Data excerpts:
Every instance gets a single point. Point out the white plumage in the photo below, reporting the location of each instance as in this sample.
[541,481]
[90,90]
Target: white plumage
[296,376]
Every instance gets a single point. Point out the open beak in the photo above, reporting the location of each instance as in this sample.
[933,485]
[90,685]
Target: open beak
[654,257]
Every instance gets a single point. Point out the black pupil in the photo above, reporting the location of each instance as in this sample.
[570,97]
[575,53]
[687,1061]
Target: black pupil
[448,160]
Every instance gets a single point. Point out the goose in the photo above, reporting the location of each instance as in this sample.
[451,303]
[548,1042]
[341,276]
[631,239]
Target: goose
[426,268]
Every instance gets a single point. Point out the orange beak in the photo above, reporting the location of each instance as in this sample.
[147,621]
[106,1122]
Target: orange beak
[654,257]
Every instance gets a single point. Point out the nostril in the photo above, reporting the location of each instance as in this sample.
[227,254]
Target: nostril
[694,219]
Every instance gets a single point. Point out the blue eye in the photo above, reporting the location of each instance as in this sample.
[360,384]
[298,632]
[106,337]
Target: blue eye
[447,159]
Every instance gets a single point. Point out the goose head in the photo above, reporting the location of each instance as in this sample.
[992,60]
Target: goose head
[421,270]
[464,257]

■ **Prompt**:
Output the line bearing "Every instance gets a single point. Point out the orange" along with all the lines after it through the end of the entries, exactly, and no other lines.

■ **Answer for the task**:
Every instance gets a single point. Point out the orange beak in the photo above, reporting the location of each instance as in this sample.
[147,621]
[106,1122]
Target: orange beak
[654,257]
Every instance gets a single point. Point out the nostril in the photo above, reporting the location of each instance as in this sample.
[227,254]
Target: nostril
[694,219]
Every instance gets a single point. Point out the blue eye in the photo above, reporting the location of each instance as in this sample.
[360,384]
[298,632]
[106,337]
Target: blue eye
[447,159]
Every instance gets a single point. Point out the goose head in the photo above, reporting the location of each instance as in this sample.
[992,60]
Target: goose head
[421,270]
[464,257]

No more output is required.